ACTIVITY = Pull every line containing "panel" from the listing below.

INPUT DATA =
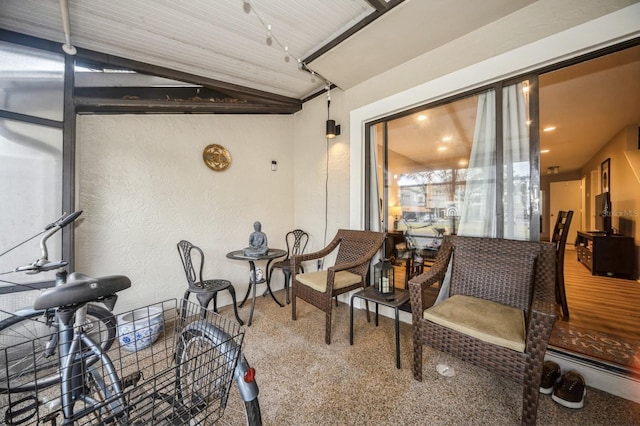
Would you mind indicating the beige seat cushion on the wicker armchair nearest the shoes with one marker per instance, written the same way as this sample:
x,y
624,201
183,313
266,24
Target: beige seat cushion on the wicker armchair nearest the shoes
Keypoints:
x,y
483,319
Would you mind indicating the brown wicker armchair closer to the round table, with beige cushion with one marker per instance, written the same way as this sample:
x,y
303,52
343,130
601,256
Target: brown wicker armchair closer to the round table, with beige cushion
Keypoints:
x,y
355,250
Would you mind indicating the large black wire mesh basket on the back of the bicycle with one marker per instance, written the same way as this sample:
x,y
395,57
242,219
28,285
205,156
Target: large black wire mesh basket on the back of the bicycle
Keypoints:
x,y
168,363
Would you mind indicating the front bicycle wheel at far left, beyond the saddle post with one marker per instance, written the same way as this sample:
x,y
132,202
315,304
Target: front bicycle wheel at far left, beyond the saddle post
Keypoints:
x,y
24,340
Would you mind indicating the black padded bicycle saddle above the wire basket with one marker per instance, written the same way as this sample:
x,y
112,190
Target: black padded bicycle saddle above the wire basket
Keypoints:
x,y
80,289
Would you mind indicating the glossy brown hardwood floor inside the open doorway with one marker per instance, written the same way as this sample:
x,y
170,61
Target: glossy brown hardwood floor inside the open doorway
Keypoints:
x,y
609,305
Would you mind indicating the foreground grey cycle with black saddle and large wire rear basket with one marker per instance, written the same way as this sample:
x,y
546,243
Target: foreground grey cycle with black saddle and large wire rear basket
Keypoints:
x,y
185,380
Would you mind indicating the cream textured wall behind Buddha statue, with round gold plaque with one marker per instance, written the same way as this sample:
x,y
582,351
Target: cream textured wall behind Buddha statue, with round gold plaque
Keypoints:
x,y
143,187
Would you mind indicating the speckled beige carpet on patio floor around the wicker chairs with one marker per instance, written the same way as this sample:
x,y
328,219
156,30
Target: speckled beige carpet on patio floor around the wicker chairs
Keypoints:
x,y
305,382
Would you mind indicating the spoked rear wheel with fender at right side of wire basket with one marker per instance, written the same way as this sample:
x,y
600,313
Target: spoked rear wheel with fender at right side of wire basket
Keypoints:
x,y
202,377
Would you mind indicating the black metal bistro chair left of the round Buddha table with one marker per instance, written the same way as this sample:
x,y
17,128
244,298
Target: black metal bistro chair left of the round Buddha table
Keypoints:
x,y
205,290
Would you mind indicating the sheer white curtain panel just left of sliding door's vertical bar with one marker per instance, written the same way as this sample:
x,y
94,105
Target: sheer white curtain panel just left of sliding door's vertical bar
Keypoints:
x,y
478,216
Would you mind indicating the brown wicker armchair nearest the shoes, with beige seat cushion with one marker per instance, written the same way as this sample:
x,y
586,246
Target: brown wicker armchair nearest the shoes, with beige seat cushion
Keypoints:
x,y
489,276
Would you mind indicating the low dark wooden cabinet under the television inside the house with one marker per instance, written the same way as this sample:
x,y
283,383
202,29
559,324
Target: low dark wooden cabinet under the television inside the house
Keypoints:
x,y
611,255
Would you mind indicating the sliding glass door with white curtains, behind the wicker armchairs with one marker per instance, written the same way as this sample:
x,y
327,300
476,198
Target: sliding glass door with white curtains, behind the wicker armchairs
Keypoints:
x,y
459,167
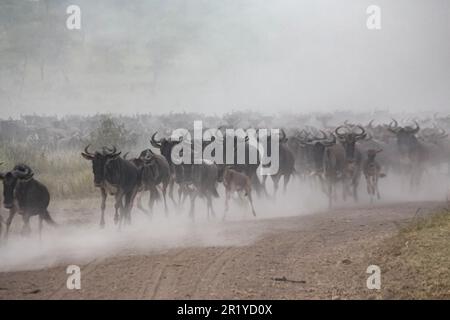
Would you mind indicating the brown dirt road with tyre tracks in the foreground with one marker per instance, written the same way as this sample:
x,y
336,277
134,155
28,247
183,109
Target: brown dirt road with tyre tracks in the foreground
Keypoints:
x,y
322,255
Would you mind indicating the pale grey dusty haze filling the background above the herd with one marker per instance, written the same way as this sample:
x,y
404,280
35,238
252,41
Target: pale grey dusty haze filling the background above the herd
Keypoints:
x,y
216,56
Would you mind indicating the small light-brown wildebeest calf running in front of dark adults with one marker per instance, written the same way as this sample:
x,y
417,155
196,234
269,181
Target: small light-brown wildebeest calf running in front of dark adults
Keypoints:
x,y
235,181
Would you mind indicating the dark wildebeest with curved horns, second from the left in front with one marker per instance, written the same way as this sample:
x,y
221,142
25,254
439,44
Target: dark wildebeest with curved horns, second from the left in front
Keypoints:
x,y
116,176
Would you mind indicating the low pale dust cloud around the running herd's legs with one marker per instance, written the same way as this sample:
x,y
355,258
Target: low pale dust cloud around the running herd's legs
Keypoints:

RESULT =
Would you mind indicating the sheer white curtain panel just left of sliding door's vertical bar with one marker per instance, written the same way as this sample:
Target: sheer white curtain panel just left of sliding door's vertical bar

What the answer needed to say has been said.